Be open and listen to him. Don’t judge him. Give him your opinion based on your own values and ask him if he agrees with you. If he doesn’t, be respectful. Let him know that you value his opinion, even it is different from yours. Whatever he says, try not to overreact.  

You don’t need to get everything right and you don’t need to know all the answers. What matters is to open the conversation. If you feel uncomfortable discussing sex, do it while going for a walk, driving, or cooking, that way you don’t have to make direct eye contact.  

There are some resources you may find useful. We have two REC Parenting masterclasses around this topic:  

There is also a book I really like called: “This is So Awkward: Modern Puberty Explained” by Cara Natterson and Vanessa Kroll Bennett.

--- PARTS OF THE EXERCISE ---
[1] In the parenting passage, which activities are suggested as ways to discuss sex without making direct eye contact? List them.
[2] Copy the parenting passage word for word, from "There are some" to "Vanessa Kroll Bennett.".
Rely only on the parenting passage.

--- SOURCE EXCERPT ---
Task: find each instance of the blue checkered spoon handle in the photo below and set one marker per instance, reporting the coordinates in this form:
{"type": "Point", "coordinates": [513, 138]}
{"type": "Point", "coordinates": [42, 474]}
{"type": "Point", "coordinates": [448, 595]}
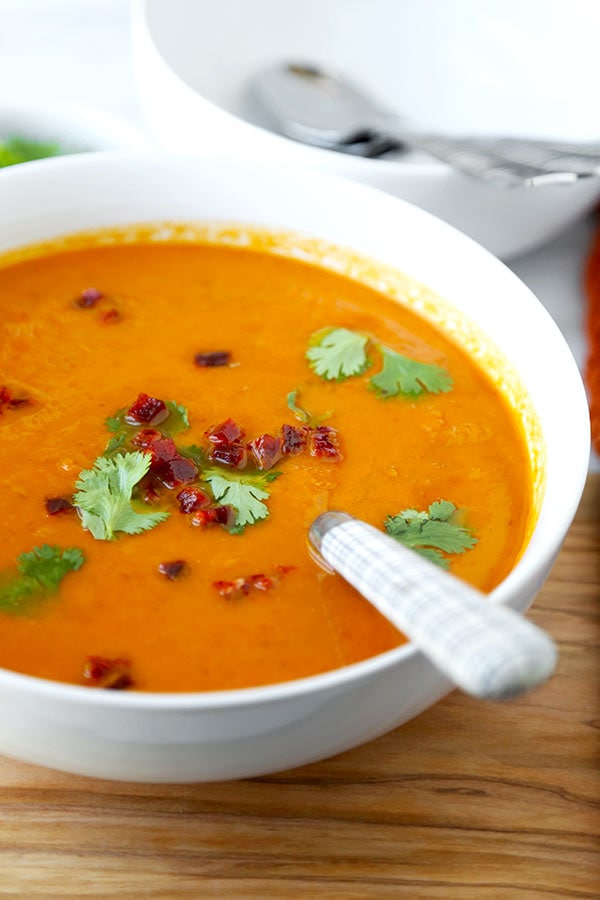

--- FINAL ANSWERS ---
[1]
- Going for a walk
- Driving
- Cooking

[2]
There are some resources you may find useful. We have two REC Parenting masterclasses around this topic:  

There is also a book I really like called: “This is So Awkward: Modern Puberty Explained” by Cara Natterson and Vanessa Kroll Bennett.